• ASSIGNED TASK:
Only the closing portion of the entries is to be reproduced: the line containing "hey so i need to find the woman's" through the very last line, exactly as written.

• Spatial localization data:
########
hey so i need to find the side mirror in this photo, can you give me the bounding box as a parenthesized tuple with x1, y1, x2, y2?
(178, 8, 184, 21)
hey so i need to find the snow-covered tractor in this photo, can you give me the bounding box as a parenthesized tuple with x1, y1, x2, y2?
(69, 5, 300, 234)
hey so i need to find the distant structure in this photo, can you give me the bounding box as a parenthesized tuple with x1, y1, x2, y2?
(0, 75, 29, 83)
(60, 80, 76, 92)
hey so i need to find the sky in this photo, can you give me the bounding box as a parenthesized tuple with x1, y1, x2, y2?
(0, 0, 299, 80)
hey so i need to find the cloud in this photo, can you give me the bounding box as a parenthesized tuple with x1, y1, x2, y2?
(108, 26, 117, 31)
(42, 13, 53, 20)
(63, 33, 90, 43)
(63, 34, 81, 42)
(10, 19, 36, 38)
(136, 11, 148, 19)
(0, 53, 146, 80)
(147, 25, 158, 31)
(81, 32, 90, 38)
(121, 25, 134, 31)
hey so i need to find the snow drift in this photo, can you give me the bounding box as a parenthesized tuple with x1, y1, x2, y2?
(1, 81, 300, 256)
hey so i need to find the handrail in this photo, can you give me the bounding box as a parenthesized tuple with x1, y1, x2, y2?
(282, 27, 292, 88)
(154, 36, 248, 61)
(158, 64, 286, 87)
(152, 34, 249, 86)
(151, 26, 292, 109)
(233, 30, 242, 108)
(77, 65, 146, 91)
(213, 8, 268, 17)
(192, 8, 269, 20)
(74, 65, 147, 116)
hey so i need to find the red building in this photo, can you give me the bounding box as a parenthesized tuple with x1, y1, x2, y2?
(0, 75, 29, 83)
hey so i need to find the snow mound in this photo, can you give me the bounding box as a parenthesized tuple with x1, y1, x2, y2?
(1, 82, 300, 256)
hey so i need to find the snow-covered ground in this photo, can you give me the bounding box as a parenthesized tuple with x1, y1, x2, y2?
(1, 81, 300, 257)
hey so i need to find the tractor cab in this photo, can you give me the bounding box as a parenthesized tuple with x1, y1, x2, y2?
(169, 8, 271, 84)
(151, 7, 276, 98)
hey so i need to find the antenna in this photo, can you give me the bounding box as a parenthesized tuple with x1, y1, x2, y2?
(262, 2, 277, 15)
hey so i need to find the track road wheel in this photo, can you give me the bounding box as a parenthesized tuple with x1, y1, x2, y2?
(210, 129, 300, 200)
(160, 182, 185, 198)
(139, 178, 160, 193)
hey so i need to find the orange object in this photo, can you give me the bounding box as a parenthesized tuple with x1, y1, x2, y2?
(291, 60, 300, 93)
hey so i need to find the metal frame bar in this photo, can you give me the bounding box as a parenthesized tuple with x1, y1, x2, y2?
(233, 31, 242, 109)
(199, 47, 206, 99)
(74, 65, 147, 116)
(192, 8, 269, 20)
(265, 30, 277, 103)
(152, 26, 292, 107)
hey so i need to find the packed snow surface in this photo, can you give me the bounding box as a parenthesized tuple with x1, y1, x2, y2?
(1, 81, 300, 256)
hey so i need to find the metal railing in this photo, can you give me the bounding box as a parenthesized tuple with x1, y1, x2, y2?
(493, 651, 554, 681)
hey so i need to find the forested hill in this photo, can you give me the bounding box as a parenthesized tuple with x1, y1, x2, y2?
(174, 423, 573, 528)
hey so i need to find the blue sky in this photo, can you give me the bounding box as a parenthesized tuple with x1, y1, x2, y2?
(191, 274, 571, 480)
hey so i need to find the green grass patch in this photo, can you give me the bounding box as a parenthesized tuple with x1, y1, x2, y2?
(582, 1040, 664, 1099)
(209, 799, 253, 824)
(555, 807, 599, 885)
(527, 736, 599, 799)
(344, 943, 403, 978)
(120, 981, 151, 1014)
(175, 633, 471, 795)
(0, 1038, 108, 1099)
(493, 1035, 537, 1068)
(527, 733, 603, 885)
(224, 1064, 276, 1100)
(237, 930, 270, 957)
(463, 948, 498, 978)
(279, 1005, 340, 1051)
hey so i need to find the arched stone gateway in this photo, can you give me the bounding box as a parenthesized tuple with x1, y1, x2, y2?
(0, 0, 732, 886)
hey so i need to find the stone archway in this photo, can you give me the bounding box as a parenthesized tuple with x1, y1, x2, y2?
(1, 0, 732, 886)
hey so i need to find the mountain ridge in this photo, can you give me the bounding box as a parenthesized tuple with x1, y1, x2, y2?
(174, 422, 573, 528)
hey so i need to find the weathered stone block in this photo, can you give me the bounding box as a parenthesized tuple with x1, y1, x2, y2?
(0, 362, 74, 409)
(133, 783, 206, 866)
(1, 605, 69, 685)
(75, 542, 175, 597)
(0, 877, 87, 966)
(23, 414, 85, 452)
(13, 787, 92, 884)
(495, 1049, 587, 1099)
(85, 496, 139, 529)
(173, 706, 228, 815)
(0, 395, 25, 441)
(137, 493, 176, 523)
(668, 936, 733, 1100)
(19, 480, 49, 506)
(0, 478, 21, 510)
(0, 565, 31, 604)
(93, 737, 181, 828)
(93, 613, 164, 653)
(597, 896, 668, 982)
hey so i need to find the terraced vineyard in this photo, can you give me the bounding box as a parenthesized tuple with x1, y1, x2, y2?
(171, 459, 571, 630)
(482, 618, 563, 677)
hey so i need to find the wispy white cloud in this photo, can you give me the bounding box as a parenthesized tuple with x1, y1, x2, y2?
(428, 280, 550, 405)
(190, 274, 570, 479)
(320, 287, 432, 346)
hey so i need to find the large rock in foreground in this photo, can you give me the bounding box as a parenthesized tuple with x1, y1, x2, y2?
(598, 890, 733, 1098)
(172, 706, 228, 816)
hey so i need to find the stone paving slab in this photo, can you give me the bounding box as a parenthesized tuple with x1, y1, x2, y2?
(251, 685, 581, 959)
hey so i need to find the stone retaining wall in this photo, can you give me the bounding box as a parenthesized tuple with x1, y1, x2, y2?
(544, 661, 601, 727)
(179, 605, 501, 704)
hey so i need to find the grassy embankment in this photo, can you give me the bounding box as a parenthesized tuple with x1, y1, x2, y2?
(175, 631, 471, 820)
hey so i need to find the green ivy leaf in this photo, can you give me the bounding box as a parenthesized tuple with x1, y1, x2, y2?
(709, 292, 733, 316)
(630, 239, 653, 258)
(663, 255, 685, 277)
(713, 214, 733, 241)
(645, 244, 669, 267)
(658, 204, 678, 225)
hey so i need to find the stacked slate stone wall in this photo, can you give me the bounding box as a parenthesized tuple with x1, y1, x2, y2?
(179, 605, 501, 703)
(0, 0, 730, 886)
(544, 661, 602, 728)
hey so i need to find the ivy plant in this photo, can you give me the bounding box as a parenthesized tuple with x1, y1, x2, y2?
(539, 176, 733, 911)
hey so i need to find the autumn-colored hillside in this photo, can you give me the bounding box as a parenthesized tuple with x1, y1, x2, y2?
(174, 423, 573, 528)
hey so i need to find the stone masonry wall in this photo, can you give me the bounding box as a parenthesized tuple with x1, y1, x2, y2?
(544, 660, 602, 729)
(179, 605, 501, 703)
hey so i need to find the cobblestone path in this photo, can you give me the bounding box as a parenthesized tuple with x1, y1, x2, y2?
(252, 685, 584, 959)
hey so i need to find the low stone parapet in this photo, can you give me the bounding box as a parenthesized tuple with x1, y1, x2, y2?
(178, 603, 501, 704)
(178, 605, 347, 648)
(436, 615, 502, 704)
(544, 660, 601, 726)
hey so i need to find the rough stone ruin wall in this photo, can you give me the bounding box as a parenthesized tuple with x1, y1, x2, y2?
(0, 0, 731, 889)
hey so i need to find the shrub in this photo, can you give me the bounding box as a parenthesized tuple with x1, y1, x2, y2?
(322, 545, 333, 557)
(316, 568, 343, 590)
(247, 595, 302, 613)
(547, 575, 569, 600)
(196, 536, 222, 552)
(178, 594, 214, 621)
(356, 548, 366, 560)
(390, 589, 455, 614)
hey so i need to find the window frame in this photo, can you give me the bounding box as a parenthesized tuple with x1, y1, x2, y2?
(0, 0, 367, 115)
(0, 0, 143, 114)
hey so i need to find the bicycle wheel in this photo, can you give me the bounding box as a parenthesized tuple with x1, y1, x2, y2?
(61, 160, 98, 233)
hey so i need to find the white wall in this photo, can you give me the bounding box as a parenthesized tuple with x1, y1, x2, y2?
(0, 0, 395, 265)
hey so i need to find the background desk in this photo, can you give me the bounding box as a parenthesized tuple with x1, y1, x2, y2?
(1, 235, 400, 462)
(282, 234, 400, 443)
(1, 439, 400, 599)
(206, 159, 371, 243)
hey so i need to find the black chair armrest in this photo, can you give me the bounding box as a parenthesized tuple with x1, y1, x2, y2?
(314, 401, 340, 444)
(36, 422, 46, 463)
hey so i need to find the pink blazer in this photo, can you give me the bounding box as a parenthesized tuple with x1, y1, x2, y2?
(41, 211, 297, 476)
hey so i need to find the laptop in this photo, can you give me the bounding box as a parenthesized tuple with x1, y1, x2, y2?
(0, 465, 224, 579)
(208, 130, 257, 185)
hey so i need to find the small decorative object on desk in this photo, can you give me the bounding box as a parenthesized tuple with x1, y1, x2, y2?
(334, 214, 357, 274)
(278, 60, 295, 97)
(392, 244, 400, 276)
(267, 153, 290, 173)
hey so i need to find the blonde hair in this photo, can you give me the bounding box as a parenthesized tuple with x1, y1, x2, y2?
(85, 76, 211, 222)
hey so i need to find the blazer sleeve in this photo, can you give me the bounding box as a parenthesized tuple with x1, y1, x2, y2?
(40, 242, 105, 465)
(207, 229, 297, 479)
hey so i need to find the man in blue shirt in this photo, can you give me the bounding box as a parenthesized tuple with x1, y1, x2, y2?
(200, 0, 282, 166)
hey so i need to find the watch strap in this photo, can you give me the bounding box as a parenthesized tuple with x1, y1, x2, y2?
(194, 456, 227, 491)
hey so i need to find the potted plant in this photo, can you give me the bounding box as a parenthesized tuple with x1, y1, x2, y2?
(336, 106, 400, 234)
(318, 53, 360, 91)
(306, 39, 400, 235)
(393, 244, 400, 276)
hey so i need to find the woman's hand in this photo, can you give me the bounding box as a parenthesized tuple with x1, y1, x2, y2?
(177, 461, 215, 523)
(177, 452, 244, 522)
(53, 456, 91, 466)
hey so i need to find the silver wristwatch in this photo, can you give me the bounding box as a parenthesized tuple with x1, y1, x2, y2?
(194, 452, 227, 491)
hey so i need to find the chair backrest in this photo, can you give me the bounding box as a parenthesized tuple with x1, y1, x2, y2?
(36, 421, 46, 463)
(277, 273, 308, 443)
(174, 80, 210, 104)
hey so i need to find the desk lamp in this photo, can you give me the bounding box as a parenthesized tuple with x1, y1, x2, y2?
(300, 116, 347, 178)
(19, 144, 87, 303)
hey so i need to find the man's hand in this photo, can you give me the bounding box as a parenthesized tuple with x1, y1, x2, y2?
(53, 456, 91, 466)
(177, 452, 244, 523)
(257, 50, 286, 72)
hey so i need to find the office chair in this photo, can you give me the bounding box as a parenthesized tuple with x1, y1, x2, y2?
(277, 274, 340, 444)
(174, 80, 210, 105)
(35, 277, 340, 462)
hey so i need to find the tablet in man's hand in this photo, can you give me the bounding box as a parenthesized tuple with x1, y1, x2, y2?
########
• ANSWER:
hey so i need to find the woman's hand in this photo, can you give me the bounding box as a parenthesized tuple with x1, y1, x2, y2?
(177, 461, 215, 523)
(177, 452, 244, 522)
(53, 456, 91, 466)
hey so i need to find the silver wristwatch in this photo, can you give me the bounding box as a parenthesized tuple with x1, y1, x2, y2?
(194, 452, 227, 491)
hey so i need to find the chair backrest in this photo, can you give me the bounding box as a parenthesized tuple with x1, y1, x2, y2?
(36, 421, 46, 463)
(277, 273, 308, 443)
(174, 80, 210, 104)
hey so i need to find the desk lamp in this photo, can you give me the bounding box as a parenthesized tuple with x1, y1, x2, y2?
(300, 116, 347, 178)
(19, 144, 87, 303)
hey so i need to find the man's hand in this photo, can you give me the bounding box as a parenthesized tuple with x1, y1, x2, y2?
(53, 456, 91, 466)
(177, 452, 244, 523)
(257, 50, 286, 72)
hey so i need to find the office chair in this photo, can you give me the bounding box as a parenthesized tuple with x1, y1, x2, y2?
(277, 274, 340, 444)
(174, 80, 210, 105)
(35, 277, 340, 462)
hey so i need to find the tablet in man's hand in this photo, can you give me the bounding box as a parenthesized tuple with x1, y1, x2, y2?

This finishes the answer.